THE TASK: If a line in the material below has the word "stainless", copy it.

GIVEN RECORDS:
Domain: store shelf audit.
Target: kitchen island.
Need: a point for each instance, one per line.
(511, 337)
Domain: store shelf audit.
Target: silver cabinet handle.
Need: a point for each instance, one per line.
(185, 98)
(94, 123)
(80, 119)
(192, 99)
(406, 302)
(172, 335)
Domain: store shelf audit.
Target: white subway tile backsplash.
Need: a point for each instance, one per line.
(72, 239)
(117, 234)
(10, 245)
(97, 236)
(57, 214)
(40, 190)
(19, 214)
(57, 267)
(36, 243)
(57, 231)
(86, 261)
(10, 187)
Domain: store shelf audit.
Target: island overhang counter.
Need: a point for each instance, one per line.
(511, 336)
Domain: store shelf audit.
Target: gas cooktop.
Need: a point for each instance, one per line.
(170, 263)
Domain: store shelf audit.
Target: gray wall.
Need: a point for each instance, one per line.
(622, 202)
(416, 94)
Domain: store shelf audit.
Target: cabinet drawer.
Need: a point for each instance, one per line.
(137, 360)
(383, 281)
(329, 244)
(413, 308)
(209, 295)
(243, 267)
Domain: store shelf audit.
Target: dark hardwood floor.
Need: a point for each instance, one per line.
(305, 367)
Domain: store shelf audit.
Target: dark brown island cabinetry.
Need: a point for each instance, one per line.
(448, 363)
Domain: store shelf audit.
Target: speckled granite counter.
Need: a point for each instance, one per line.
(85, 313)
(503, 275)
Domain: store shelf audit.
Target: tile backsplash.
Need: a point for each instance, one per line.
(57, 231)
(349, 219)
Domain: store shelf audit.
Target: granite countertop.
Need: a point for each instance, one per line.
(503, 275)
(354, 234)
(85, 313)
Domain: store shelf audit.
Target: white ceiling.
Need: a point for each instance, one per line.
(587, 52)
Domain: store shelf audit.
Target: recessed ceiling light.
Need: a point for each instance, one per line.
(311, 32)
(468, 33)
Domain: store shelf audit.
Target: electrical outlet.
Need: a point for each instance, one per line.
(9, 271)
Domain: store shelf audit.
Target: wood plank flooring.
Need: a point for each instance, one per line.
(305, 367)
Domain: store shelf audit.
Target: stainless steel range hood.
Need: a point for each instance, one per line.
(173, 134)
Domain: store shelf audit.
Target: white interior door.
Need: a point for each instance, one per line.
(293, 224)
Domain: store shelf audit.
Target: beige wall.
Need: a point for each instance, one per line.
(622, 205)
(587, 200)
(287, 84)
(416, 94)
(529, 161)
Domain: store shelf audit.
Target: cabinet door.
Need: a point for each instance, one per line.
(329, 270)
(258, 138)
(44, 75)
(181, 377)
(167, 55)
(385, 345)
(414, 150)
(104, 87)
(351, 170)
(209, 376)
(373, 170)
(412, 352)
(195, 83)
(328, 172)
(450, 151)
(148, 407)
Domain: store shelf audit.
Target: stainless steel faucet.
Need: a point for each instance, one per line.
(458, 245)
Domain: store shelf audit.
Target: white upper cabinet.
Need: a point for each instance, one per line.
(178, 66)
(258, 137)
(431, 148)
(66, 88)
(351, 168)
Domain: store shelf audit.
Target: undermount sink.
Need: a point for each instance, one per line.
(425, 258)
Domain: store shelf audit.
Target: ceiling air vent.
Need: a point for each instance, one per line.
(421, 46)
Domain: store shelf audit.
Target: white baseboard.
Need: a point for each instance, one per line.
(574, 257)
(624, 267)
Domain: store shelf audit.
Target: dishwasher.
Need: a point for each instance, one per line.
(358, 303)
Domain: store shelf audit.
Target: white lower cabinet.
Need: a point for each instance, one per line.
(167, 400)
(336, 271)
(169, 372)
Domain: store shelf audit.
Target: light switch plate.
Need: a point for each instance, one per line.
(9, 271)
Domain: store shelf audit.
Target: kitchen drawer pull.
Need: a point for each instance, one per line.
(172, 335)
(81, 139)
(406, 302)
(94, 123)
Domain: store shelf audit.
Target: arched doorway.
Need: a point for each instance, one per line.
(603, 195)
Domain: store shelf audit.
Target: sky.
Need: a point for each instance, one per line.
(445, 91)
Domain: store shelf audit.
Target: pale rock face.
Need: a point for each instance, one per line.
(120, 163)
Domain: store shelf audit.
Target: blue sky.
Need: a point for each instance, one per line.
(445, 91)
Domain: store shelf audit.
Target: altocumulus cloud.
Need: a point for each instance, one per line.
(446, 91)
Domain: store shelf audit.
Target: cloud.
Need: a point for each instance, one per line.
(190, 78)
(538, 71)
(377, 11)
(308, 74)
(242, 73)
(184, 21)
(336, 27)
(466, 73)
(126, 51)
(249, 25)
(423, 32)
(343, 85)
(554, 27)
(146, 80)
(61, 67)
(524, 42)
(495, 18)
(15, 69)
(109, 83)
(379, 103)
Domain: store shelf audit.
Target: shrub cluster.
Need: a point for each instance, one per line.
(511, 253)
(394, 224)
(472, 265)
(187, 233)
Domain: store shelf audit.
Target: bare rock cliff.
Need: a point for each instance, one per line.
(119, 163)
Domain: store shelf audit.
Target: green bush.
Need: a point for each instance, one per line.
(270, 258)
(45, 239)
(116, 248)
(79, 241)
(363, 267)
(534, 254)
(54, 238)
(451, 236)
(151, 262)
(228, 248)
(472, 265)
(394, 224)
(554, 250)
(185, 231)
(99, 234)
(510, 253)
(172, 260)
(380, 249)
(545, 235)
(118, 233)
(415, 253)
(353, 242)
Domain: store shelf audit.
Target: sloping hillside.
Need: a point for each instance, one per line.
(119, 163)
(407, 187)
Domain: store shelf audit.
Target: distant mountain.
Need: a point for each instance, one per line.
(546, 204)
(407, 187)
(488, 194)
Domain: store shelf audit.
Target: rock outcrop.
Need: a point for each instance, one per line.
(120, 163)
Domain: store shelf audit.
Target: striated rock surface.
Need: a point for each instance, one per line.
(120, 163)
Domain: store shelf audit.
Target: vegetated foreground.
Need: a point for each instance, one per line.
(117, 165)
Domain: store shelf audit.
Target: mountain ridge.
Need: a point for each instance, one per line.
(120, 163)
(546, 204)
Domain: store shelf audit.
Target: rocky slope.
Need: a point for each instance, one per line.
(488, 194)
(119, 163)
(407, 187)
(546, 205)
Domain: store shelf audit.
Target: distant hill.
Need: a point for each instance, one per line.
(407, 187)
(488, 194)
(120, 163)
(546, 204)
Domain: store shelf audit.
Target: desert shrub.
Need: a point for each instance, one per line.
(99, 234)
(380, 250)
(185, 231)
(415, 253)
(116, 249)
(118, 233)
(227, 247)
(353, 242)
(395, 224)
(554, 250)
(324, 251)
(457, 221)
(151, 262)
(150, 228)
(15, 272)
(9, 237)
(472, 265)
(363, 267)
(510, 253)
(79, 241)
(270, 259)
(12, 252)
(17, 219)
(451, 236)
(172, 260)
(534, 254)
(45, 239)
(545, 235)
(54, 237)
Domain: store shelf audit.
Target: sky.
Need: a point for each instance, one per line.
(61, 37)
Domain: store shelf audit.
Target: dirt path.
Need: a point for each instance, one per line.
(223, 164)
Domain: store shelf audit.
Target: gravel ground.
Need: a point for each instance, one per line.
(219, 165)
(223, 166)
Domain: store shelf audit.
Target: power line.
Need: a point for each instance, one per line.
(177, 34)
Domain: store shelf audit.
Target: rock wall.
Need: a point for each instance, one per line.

REPLY TO THE EXERCISE:
Target: stainless steel range hood.
Target: stainless steel faucet.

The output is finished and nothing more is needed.